Work instructions: Rewrite every item below as a Markdown table with two columns, "Row" for the row number and "Line" for the line itself, leaving out blank lines.

Rows from a pointing dataset

---

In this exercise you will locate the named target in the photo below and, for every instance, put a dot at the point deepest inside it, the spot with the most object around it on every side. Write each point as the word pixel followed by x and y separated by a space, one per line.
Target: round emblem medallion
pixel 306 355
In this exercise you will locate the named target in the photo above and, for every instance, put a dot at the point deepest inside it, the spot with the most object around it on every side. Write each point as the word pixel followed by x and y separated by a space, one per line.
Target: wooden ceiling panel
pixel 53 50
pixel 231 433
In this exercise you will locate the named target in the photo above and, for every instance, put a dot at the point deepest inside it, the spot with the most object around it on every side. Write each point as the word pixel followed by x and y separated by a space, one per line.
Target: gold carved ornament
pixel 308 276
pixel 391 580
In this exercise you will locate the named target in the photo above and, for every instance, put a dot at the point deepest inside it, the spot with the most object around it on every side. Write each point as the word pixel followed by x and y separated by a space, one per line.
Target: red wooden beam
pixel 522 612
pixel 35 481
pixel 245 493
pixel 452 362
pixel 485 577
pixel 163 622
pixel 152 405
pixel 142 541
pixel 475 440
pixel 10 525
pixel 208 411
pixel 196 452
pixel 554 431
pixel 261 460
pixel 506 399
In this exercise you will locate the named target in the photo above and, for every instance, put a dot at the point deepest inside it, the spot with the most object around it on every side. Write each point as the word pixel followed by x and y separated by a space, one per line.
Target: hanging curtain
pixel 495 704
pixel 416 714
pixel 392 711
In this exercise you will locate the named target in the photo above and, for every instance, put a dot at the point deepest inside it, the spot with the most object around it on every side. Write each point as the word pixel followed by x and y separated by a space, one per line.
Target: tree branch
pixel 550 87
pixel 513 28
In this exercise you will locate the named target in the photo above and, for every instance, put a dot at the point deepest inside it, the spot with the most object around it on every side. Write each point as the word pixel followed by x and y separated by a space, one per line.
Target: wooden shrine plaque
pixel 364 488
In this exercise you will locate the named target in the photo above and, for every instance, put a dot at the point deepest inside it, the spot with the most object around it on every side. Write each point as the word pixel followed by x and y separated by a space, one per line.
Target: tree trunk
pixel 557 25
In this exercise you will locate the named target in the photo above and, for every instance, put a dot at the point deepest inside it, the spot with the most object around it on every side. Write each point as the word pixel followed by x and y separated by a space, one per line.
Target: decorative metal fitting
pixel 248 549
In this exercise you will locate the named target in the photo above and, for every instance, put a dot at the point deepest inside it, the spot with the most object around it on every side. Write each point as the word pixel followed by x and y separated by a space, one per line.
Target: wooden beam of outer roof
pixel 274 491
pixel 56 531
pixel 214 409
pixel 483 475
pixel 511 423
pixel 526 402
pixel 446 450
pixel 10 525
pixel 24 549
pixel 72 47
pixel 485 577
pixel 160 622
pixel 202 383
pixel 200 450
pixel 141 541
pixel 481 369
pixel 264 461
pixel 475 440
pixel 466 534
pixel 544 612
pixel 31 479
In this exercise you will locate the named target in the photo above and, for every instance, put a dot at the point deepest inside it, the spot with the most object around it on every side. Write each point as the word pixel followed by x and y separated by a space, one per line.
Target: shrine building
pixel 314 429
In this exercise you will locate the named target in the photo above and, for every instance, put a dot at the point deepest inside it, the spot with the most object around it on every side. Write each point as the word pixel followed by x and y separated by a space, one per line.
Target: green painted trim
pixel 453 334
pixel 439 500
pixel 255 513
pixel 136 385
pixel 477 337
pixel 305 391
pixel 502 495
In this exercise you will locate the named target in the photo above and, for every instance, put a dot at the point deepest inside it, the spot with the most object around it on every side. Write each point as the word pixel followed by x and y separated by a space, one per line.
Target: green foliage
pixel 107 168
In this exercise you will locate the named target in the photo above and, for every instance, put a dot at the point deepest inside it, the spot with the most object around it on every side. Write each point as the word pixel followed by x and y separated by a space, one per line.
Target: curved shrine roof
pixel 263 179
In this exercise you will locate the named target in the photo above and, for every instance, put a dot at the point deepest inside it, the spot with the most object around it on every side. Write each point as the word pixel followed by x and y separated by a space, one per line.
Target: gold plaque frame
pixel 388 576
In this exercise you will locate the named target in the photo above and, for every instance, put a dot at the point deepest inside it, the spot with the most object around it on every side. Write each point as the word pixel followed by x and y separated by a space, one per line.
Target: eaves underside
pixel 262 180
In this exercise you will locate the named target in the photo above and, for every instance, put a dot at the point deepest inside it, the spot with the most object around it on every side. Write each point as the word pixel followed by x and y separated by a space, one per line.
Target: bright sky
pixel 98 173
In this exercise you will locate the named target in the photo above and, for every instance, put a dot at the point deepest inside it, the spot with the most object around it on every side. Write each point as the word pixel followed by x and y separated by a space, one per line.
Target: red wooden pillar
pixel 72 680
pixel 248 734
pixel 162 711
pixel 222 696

---

Correct answer:
| Row | Line |
|---|---|
| 1 | In this exercise you will locate the named target in the photo below and, for every instance, put a dot at the point deepest inside it, the spot with the most object around it on every side. Write each point as the word pixel followed by x and y separated by a space, one per line. |
| 2 | Target: round emblem medallion |
| 3 | pixel 306 355 |
| 4 | In this exercise you will locate the named target in the photo above and, for every instance, put a dot at the point deepest inside it, the spot with the most object around it on every side. Write each point as the word pixel followed by x and y separated by a space, one per line. |
| 5 | Target: wooden ceiling panel |
| 6 | pixel 53 50 |
| 7 | pixel 231 433 |
| 8 | In this exercise you will locate the named target in the photo above and, for every instance, put a dot at the point deepest inside it, the spot with the most object around it on every side. Write each point as the word pixel followed by x and y separated by a space, one per line. |
| 9 | Target: gold carved ornament |
| 10 | pixel 308 276 |
| 11 | pixel 391 580 |
| 12 | In this exercise you will locate the named target in the photo above and, for every instance, put a dot at the point deepest inside it, the spot with the most object around it on every side. Write each point as the word pixel followed by x and y separated by a space, one per line. |
| 13 | Target: red wooden beam |
| 14 | pixel 522 612 |
| 15 | pixel 35 481 |
| 16 | pixel 245 493 |
| 17 | pixel 452 362 |
| 18 | pixel 485 577 |
| 19 | pixel 163 622 |
| 20 | pixel 152 405 |
| 21 | pixel 142 541 |
| 22 | pixel 475 440 |
| 23 | pixel 10 525 |
| 24 | pixel 208 411 |
| 25 | pixel 196 452 |
| 26 | pixel 554 431 |
| 27 | pixel 261 460 |
| 28 | pixel 506 399 |
| 29 | In this exercise you will locate the named target in the photo above and, for every instance, put a dot at the point deepest inside it, the spot with the most object around it on every side. Write each point as the word pixel followed by x and y separated by a space, one per line. |
| 30 | Target: hanging curtain |
| 31 | pixel 495 704 |
| 32 | pixel 416 714 |
| 33 | pixel 392 711 |
| 34 | In this exercise you will locate the named target in the photo above and, for every instance, put a dot at the point deepest inside it, the spot with the most object around it on every side. Write each point as the word pixel followed by x and y separated by a space, one per line. |
| 35 | Target: tree branch |
| 36 | pixel 550 87 |
| 37 | pixel 513 28 |
| 38 | In this exercise you will locate the named target in the photo above and, for every instance, put a dot at the point deepest inside it, the spot with the most object around it on every side. Write each point as the word pixel followed by x and y separated by a space, one per line. |
| 39 | Target: wooden shrine plaque |
| 40 | pixel 364 488 |
| 41 | In this exercise you will locate the named target in the photo above and, for every instance, put a dot at the point deepest inside it, the spot with the most object around it on every side. Write each point as the word pixel followed by x and y separated by a space, one per line. |
| 42 | Target: tree trunk |
| 43 | pixel 557 25 |
| 44 | In this exercise you will locate the named target in the photo above and, for every instance, put a dot at the point deepest inside it, the spot with the most object around it on every side. Write each point as the word pixel followed by x and y separated by a space, one per line. |
| 45 | Target: decorative metal fitting |
| 46 | pixel 248 549 |
| 47 | In this exercise you will locate the named target in the photo above and, for every instance, put a dot at the point deepest inside it, the spot with the most object around it on every side. Write each point as the word pixel followed by x and y separated by a space, one per line. |
| 48 | Target: wooden beam of outer roof |
| 49 | pixel 274 491 |
| 50 | pixel 56 531 |
| 51 | pixel 214 409 |
| 52 | pixel 483 475 |
| 53 | pixel 511 423 |
| 54 | pixel 526 402 |
| 55 | pixel 446 450 |
| 56 | pixel 10 525 |
| 57 | pixel 24 549 |
| 58 | pixel 72 47 |
| 59 | pixel 485 577 |
| 60 | pixel 160 622 |
| 61 | pixel 202 383 |
| 62 | pixel 200 450 |
| 63 | pixel 141 541 |
| 64 | pixel 481 369 |
| 65 | pixel 264 461 |
| 66 | pixel 475 440 |
| 67 | pixel 466 534 |
| 68 | pixel 544 612 |
| 69 | pixel 31 479 |
| 70 | In this exercise you will locate the named target in the photo above and, for every instance, put a dot at the point deepest inside it, the spot with the most object around it on every side. Write each point as the word pixel followed by x and y separated by a space, one per line. |
| 71 | Target: shrine building |
| 72 | pixel 314 429 |
| 73 | In this exercise you will locate the named target in the photo above and, for every instance, put a dot at the point deepest inside it, the spot with the most object around it on every side. Write each point as the word pixel followed by x and y separated by a space, one per line. |
| 74 | Target: green painted trim |
| 75 | pixel 453 334 |
| 76 | pixel 439 500 |
| 77 | pixel 255 513 |
| 78 | pixel 136 385 |
| 79 | pixel 477 337 |
| 80 | pixel 305 391 |
| 81 | pixel 502 495 |
| 82 | In this exercise you will locate the named target in the photo above and, for every instance, put a dot at the point deepest inside it, the spot with the most object around it on every side. Write each point as the word pixel followed by x and y separated by a space, one per line. |
| 83 | Target: green foliage |
| 84 | pixel 107 168 |
| 85 | In this exercise you will locate the named target in the photo above and, for every instance, put a dot at the point deepest inside it, the spot with the most object around it on every side. Write each point as the word pixel followed by x and y separated by a space, one per line. |
| 86 | Target: curved shrine roof |
| 87 | pixel 263 179 |
| 88 | In this exercise you will locate the named target in the photo above and, for every instance, put a dot at the point deepest inside it, the spot with the most object around it on every side. Write each point as the word pixel followed by x and y separated by a space, one per line. |
| 89 | Target: gold plaque frame |
| 90 | pixel 388 576 |
| 91 | In this exercise you will locate the named target in the photo above and, for every instance, put a dot at the point deepest inside it, the spot with the most object around it on every side. Write each point as the word pixel followed by x and y separated by a space, one per line. |
| 92 | Target: eaves underside |
| 93 | pixel 262 180 |
| 94 | In this exercise you will locate the named target in the photo above and, for every instance, put a dot at the point deepest inside it, the spot with the most object around it on every side. Write each point as the word pixel followed by x and y separated by a space, one per line. |
| 95 | Target: bright sky |
| 96 | pixel 98 173 |
| 97 | In this exercise you will locate the named target in the photo above and, for every instance, put a dot at the point deepest inside it, the spot with the most object around it on every side. Write each point as the word pixel followed by x and y separated by a space, one per line. |
| 98 | Target: red wooden pillar |
| 99 | pixel 72 680 |
| 100 | pixel 248 734 |
| 101 | pixel 162 711 |
| 102 | pixel 222 696 |